Question: Dr. aware of alcoholism; still prescribes Valium & Celex


 marybird - Mon Jan 02, 2006 12:06 am

Hello,

I need some help with a family situation. My mother has a drinking problem which I would categorize as severe, and although I have called her family doctor on several occasions over the past 10 years to give him info on her alcohol abuse, he is still prescribing Valium and Celexa and has not ever spoken to her about her substance abuse. Am I mistaken in thinking that the doctor has a responsibilty to address the patient on any health issues, even if that information did not come from the patient?
When I have called his office, I've never been allowed to speak with him but his nurse has told me that she puts it in my mother's chart and that the doctor is aware of the situation. About a year ago, my mother called me, very drunk and upset, saying she was going to kill herself. Because I live halfway across the country, I had to call my brother and sister to go to her house and they got the police and EMTs there. She was taken to the hospital (the same one where her doctor practices), and because she was very convincing to the psych doctor and social worker that she was not depressed or suicidal, she was sent home. Her doctor never mentioned this incident to her, and I would imagine that he would have been informed of it by the hospital.
I'm in the process of writing a letter to her doctor to ask him to speak with her about her problem, but frankly, I'm disgusted with his lack of response to the information that I've given him and his apparent lack of concern. Am I out of line if I copy the American Medical Association on the letter that I send to him?
If anyone can provide any help with my situation, I will be very grateful. Also, if you have any ideas on how to get her to face her problem, I'd love to hear them. I've talked with her over the years and she always tells me that she's going to quit "soon" but starts up again (if she even stops for a few days) eventually.
Thanks for you help, and happy new year.
 Shana Johnson, CNA - Mon Jan 02, 2006 3:38 am

User avatar Unfortunatly, There isn't much you can do for your mothers alcohol abuse until she WANTS the help.
The first step in recovering from any dependency is recognizing there is a problem, and asking for help. Until you mother can do this, there isnt much you can do. There is something you can do for yourself.
http://www.al-anon.org/
al- anon is a branch of alcoholics anonamous, is is specifically for family and friends of people suffering from alcohol. It is very helpful with supporting family members. Many people don't realize how hard an addiction can be on the whole family.

As for your mothers doctor, unfortunatly, there isn't much you can do with that either, aside from talking your mother into switching doctors. Since she is an adult, and Im assuming of sound mind, unless you have Power of Attorney, all her medical records are confidential, and your doctor is not allowed to discuss her medical issues with you without your mothers consent.

I wish there was more that could be done, and I truly sympathize with your situation. The best thing you can do is be there for her when she is ready to get help.
 marybird - Mon Jan 02, 2006 12:38 pm

Thank you, Gracie. I will look into the Al-anon thing in my area. Someone gave me information on it years ago and at the time, I didn't think that I was as affected as I actually am.
Just an update: after I posted my topic here last night, I wrote my mother's doctor a letter and basically asked him to speak with her about her alcohol abuse. I also reminded him (very nicely) that I have contacted his office several times about this and that as far as I know (being a non-medical person), the meds he gives her are really not supposed to be used in conjunction with alcohol. I haven't sent the letter yet; waiting to get feedback from another family member first.
Does anyone know if I would be well-served contacting the AMA or the state's Board of Physicians to complain about this doctor?

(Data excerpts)
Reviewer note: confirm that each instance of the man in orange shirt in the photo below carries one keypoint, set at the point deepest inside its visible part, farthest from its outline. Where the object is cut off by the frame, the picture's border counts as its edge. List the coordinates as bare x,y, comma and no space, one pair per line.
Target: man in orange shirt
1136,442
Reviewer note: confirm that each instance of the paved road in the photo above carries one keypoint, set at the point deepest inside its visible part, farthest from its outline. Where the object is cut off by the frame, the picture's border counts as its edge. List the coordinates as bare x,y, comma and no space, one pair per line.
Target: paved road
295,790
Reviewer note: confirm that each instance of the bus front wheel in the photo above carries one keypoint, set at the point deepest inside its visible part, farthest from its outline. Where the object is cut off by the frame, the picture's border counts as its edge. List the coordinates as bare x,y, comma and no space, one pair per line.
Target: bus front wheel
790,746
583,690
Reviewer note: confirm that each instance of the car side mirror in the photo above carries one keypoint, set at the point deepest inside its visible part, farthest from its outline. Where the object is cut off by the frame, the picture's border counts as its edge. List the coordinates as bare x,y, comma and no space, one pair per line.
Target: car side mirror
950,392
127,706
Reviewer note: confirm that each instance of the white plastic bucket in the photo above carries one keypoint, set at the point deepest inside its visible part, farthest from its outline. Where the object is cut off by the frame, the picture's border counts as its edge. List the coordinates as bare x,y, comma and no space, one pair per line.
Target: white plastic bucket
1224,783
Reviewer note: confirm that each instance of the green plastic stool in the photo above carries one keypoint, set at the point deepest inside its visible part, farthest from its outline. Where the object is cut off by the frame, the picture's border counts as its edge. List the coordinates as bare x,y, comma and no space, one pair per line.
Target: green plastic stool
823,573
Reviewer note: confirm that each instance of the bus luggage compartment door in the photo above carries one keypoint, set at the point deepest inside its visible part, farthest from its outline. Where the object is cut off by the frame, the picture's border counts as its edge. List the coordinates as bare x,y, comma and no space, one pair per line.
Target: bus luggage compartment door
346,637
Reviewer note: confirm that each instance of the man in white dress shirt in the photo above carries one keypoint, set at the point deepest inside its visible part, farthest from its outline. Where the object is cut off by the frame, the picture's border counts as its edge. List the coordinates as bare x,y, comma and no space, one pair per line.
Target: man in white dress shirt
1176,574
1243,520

## [What is being asked]
Please state which two medications the mother's doctor keeps prescribing, according to the forum thread about the mother's drinking.

## [Output of the exercise]
Valium and Celexa.